## Work required:
Repeat each entry in full, exactly.

= Beginning of Section =

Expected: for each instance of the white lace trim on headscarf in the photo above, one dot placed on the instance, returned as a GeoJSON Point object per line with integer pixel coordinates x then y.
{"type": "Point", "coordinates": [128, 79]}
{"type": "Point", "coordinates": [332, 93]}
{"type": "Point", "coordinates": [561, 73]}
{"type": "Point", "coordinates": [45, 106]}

= End of Section =

## Result below:
Expected: for each instance of the white lace trim on headscarf in the photo above, one dot placed on the instance, returned as a GeoJSON Point object per line with integer pixel coordinates x then y.
{"type": "Point", "coordinates": [128, 79]}
{"type": "Point", "coordinates": [332, 93]}
{"type": "Point", "coordinates": [561, 73]}
{"type": "Point", "coordinates": [45, 106]}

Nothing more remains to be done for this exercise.